- What to work on: In the passage on Hegel and Marx below, translate this sentence into French: "Old Hegelians saw Hegel's ideas as a form of theology; Young Hegelians pursued the radical elements they thought they found in his philosophy."

- Extracted text:
Guess who’s coming to dinner?

Resolving the complex relationship between Hegel and Marx is certainly made difficult by the unreliable character of Marx’s own statements on the subject. Another obstacle is the distrust and hostility of many toward Hegelian thought. The great German writer Goethe liked to have guests over without informing his family of their identity. One day in 1827 he invited the famous philosopher Hegel to dine. After Hegel’s departure Goethe asked the sister of his daughter-in-law what she thought of the mystery guest. ‘Strange,’ she replied. ‘I cannot tell whether he is brilliant or mad. He seems to me to be an unclear thinker.’9
She was not alone in her negative opinion. After Hegel’s death, the philosopher Schopenhauer – who taught along with Hegel at the University of Berlin in the 1820s – accused him of ‘the greatest effrontery in serving up sheer nonsense, in scrabbling together senseless and maddening webs of words, such as had previously been heard only in madhouses’. Hegel’s philosophy, fumed Schopenhauer, ‘became the instrument of the most ponderous and general mystification that has ever existed, with a result that will seem incredible to posterity, and be a lasting monument of German stupidity’.10
Countless writers have shared Schopenhauer’s opinion, from the noted English philosopher Bertrand Russell to the logical positivist, Karl Popper. The Frankfurt School philosopher Theodor Adorno put it this way:
In the realm of great philosophy, Hegel is no doubt the only one with whom at times one literally does not know and cannot conclusively determine what is being talked about, and with whom there is no guarantee that such a judgement is even possible.11
Among the majority of Marx’s followers today feelings about Hegel range from incomprehension to outright rejection. Terrell Carver complains that ‘the analytical character of Marx’s thought was derived from German idealism, a philosophical tradition alien to most English readers and arguably to the English language itself’.12 For the analytical Marxist school, ‘the idea that [Hegel’s] dialectics constitutes a sound way of reasoning, superior to formal logic for purposes of elaborating social theory, is … false and pernicious’.13 In the opening essay of a recent collection on the future of Marxism Douglas Kellner argues that Hegel is Soviet totalitarianism’s ‘spiritual ancestor’. Like Stalin, Hegel believes ‘that the overcoming of alienation requires total submission to the community, whereby individuals gain their liberty’. Kellner submits that ‘For Hegel, the state was the incarnation of reason and freedom, and it was the citizen’s duty to recognize this and to submit to the dictates of the state.’14
The day after Hegel’s surprise appearance at Goethe’s household, he was invited again for tea. The celebrated philosopher entertained his host with an attractively simple explanation of dialectic as the ‘methodically cultivated spirit of contradiction which lies within everyone as an innate gift and which is especially valuable for discerning truth from falsehood’. Anticipating analytical Marxism, Goethe worried that such expertise might actually be used to ‘turn falsehood into truth and truth into falsehood’.15 Hegel, however, always contended that his method was only common sense. ‘Genuine common sense’, he had remarked thirty years before, ‘is not peasant coarseness, but something in the educated world which freely and forcefully confronts the fetishes of culture with the truth.’16
As we have seen, Marx’s own attitude to Hegel actually grew from intense doubt about Hegel’s version of dialectic. Such distrust characterized the radical German intellectual environment of his youth. While Hegel was alive, competing factions retailed entirely different versions of his philosophy. These solidified into Old Hegelians and Young Hegelians a few years after Hegel’s death. Old Hegelians saw Hegel’s ideas as a form of theology; Young Hegelians pursued the radical elements they thought they found in his philosophy. By the 1840s, however, a new form of Young Hegelianism emerged that rejected the teachings of the master.

- Exercise data:
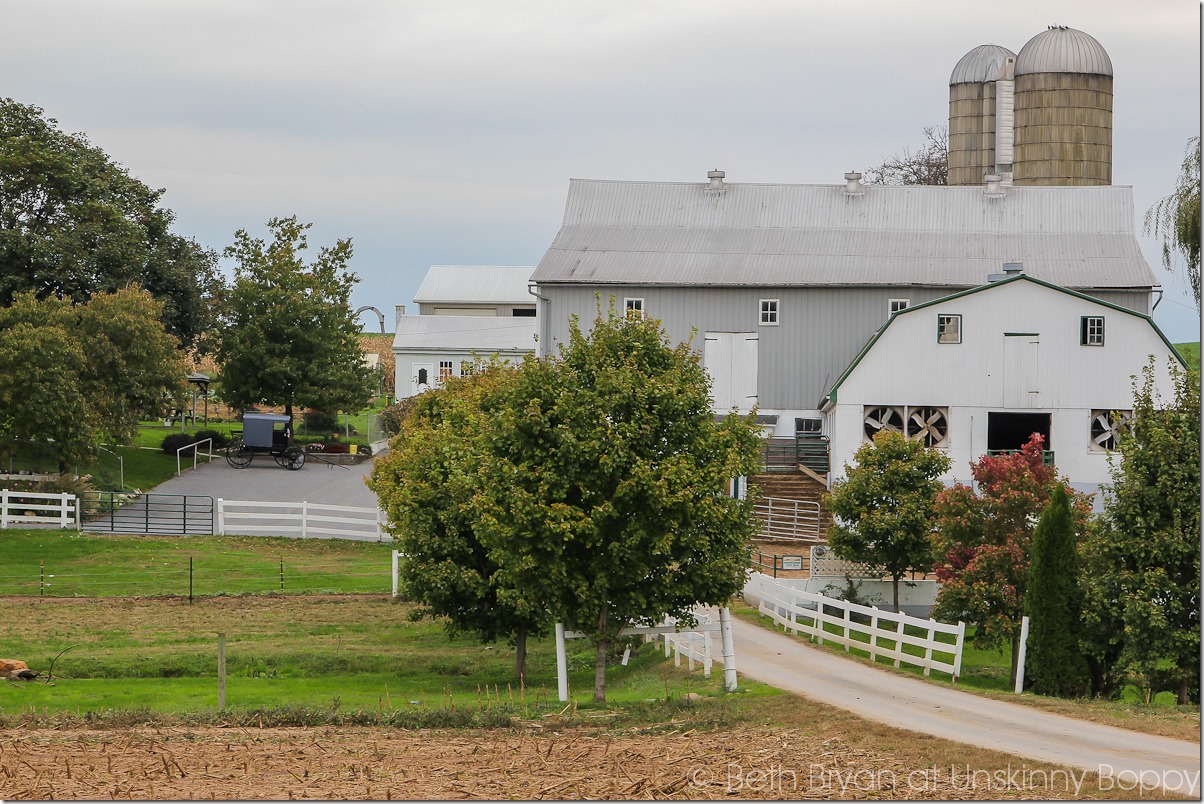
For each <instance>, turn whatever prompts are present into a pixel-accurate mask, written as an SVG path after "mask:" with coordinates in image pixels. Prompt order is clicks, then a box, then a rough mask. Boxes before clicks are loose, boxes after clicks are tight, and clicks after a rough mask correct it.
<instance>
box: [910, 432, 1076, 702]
mask: <svg viewBox="0 0 1204 804" xmlns="http://www.w3.org/2000/svg"><path fill="white" fill-rule="evenodd" d="M1043 447H1044V438H1043V437H1041V436H1040V434H1038V433H1033V436H1032V438H1029V441H1028V443H1026V444H1025V447H1023V449H1021V450H1020V451H1016V453H1011V454H1004V455H995V456H986V457H982V459H980V460H979V461H976V462H973V463H970V473H972V474H973V477H974V480H975V483H976V485H978V491H975V490H974V489H972V487H969V486H967V485H964V484H961V483H958V484H955V485H954V486H951V487H949V489H945V490H944V491H942V492H940V493H939V495H937V503H936V513H937V532H936V536H934V540H933V551H934V555H936V556H937V562H936V566H934V572H936V575H937V579H938V580H939V581H940V583H942V586H940V591H939V592H938V595H937V604H936V607H934V608H933V611H934V615H936V616H938V617H942V619H949V620H966V621H967V622H973V623H974V626H975V629H974V637H973V643H974V645H975V646H978V648H1001V649H1002V646H1003V645H1004V644H1010V645H1011V682H1013V684H1015V681H1016V654H1017V651H1016V648H1017V644H1016V643H1017V640H1019V639H1020V619H1021V616H1022V615H1023V610H1025V593H1026V591H1027V587H1028V566H1029V556H1031V551H1032V542H1033V528H1034V526H1035V524H1037V521H1038V519H1039V516H1040V513H1041V510H1044V509H1045V506H1047V504H1049V498H1050V495H1051V493H1052V491H1053V489H1055V486H1057V485H1063V486H1064V485H1067V481H1066V479H1064V478H1062V479H1060V478H1058V477H1057V471H1056V469H1055V468H1053V467H1052V466H1045V462H1044V455H1043ZM1070 501H1072V502H1070V510H1072V519H1073V521H1074V528H1075V531H1076V532H1082V531H1084V530H1085V528H1086V521H1087V516H1088V515H1090V513H1091V497H1090V496H1088V495H1082V493H1079V492H1072V495H1070Z"/></svg>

- Written solution: Les vieux-hégéliens voyaient dans les idées de Hegel une forme de théologie ; les jeunes-hégéliens poursuivaient les éléments radicaux qu'ils croyaient trouver dans sa philosophie.